## Цитируемый текст
###

Рис. 5. Гостиница «Золотой рог»
Гостиница «Золотой рог» – это здесь, в подвале дома по Светланской, «неукротимый отрицатель» футурист Давид Бурлюк с сотоварищами (Н. Асеев, С. Третьяков) открыли футуро-кафе «Балаганчик» с затянутыми китайской тканью стенами [12].

Владивосток в то время – столица дальневосточного Вавилона, докатившаяся сюда волна беженцев создала многонациональный котел из колоритных персонажей. Это отсюда «отец русского футуризма», Д. Бурлюк отбыл в Японию, отсюда с эскадрой контр-адмирала Старка люди уходили в эмиграцию. Никто нигде их не ждал, оседали в Харбине, Шанхае – отсюда начиналась восточная страница в истории русского зарубежья.

Актер Сергей Фомин в 1990-е годы был одержим идеей создания театра-кабаре; незаурядный продюсер, он организовал команду, привлек дизайнеров, ведущих актеров театров города, хореографа, вокалистов и танцовщиков. Для программы Виктором Бусаренко на музыку Виктора Либерского были написаны тексты 10-ти новых песен.

Из воспоминаний Виктора Бусаренко: «Открывал представление сам Фомин. Пролог бурного, действительно, захватывающего новизной и своеобразием, действа, был тих и неспешен: в узком луче света, рядом со старинным граммофоном, актер напевал негромко первую из написанных нами песен:

...Обрывок мотива

Дыханием ветра

Коснется игриво

Горячей щеки...


«Как было красиво

Волшебное ретро,

Чудесное ретро!...» –

Грустят старики...


Зрителями были: члены Верховного совета РСФСР, сотрудники аппарата губернатора... бандиты, офицеры, торговые работники, творческая интеллигенция, моряки, гости города, заезжие артисты, знакомые участников и знакомые знакомых... Не будет преувеличением сказать, что в 1990-е годы «Зеленая лампа» стала ярким культурным событием, и попасть в нее было непросто и престижно...».

Жизнь в городе в 1990-х годах была полна не только сломов старого порядка и катаклизмов, парадоксов борьбы за выживание, но и ярких открытий, знакомств, новых источников знаний, шансов для людей творческих и деятельных. Важно показать – на какой своеобразной региональной почве и в каком контексте проявлялись первые «цветки» экзотической японской икебаны в городе Владивостоке. Старинные зеркала гостиницы «Золотой рог» как будто поворачивали грани, в которых вдруг возникали отражения 1920-х годов – улицы, люди, фасады, театры, костюмы, стихи... Литературная жизнь Владивостока 1920-х годов была бурной и неоднозначной, «постижение художественных ценностей шло различными путями, несомненно одно: здесь не только знали и ценили литературу, но и творили ее сами. Дальневосточная поэзия 1917–1922 годов обладала высоким уровнем художественных исканий, обусловленных всплеском свободного искусства, временем и местом, особыми условиями» [13]. Резкие контрасты трагического и комического, лиризма и брутальности, фантастики и газетной злободневности вели к гротескному смешению стилей и жанров, которое в дальневосточной поэзии часто выступало как новое конструктивно-стилистическое единство».

###

## Имеющиеся данные
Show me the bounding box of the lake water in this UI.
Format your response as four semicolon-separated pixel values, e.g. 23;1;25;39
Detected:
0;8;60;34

###

## Задания
**1.** Ответьте на вопросы по тексту о Владивостоке:
(а) Как называлось футуро-кафе, которое Давид Бурлюк с сотоварищами открыл в подвале дома по Светланской?
(б) Тексты скольких новых песен написал Виктор Бусаренко для программы театра-кабаре?
(в) В каких городах, согласно тексту, оседали уходившие в эмиграцию люди?
**2.** Выпишите из текста о Владивостоке фрагмент, начиная со слов «Актер Сергей Фомин» и продолжая до слов «Горячей щеки...» включительно.

## Ответы по заданиям
**1.**
(а) «Балаганчик».
(б) Десяти.
(в) В Харбине и Шанхае.

**2.**
Актер Сергей Фомин в 1990-е годы был одержим идеей создания театра-кабаре; незаурядный продюсер, он организовал команду, привлек дизайнеров, ведущих актеров театров города, хореографа, вокалистов и танцовщиков. Для программы Виктором Бусаренко на музыку Виктора Либерского были написаны тексты 10-ти новых песен.

Из воспоминаний Виктора Бусаренко: «Открывал представление сам Фомин. Пролог бурного, действительно, захватывающего новизной и своеобразием, действа, был тих и неспешен: в узком луче света, рядом со старинным граммофоном, актер напевал негромко первую из написанных нами песен:

...Обрывок мотива

Дыханием ветра

Коснется игриво

Горячей щеки...